• **Excerpt to read**:
□ □ □ □ □

Skip to content

Diffusion Transformer (DiT) Demo¤

Level: Advanced | Runtime: ~5 minutes (CPU) / ~1-2 minutes (GPU) | Format: Python + Jupyter

Overview¤

This advanced example demonstrates Diffusion Transformers (DiT), which combines the power of Vision Transformers with diffusion models. DiT represents a significant advancement in diffusion model architectures, using transformer blocks instead of traditional U-Net architectures for the denoising process.

What You'll Learn¤

  • DiffusionTransformer backbone architecture
  • DiT model sizes and scaling (S, B, L, XL configurations)
  • Conditional generation with classifier-free guidance (CFG)
  • Patch-based image processing
  • Performance benchmarking across model sizes
  • Advanced sampling techniques

Files¤

Quick Start¤

Run the Python Script¤

# Activate environment
source activate.sh

# Run the example
python examples/generative_models/diffusion/dit_demo.py

Run the Jupyter Notebook¤

# Activate environment
source activate.sh

# Launch Jupyter
jupyter lab examples/generative_models/diffusion/dit_demo.ipynb

Key Concepts¤

Diffusion Transformer Architecture¤

DiT replaces the traditional U-Net backbone with a Vision Transformer:

  • Patch Embedding: Images are divided into patches and linearly embedded
  • Positional Encoding: Added to maintain spatial information
  • Transformer Blocks: Self-attention and feed-forward layers
  • Adaptive Layer Normalization: Conditioned on timestep and class labels

Classifier-Free Guidance (CFG)¤

CFG enables stronger conditional generation by learning both conditional and unconditional models simultaneously:

\[\tilde{\epsilon}_\theta(x_t, c) = \epsilon_\theta(x_t, \emptyset) + s \cdot (\epsilon_\theta(x_t, c) - \epsilon_\theta(x_t, \emptyset))\]

Where:

  • \(c\) is the conditioning (e.g., class label)

□ □ □ □ □

• **What is required**: Write out everything from "Level: Advanced |" down to "L, XL configurations)" in the Diffusion Transformer demo page above, word for word.

• **Recorded information**:
□ □ □ □ □

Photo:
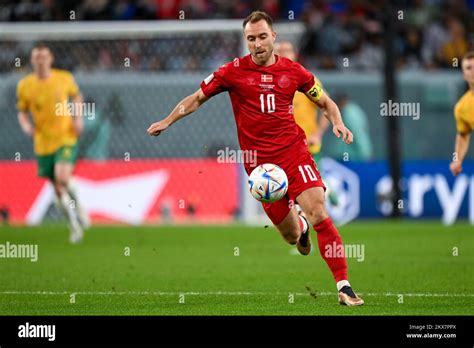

□ □ □ □ □

• **Solution to this problem**:
Level: Advanced | Runtime: ~5 minutes (CPU) / ~1-2 minutes (GPU) | Format: Python + Jupyter

Overview¤

This advanced example demonstrates Diffusion Transformers (DiT), which combines the power of Vision Transformers with diffusion models. DiT represents a significant advancement in diffusion model architectures, using transformer blocks instead of traditional U-Net architectures for the denoising process.

What You'll Learn¤

  • DiffusionTransformer backbone architecture
  • DiT model sizes and scaling (S, B, L, XL configurations)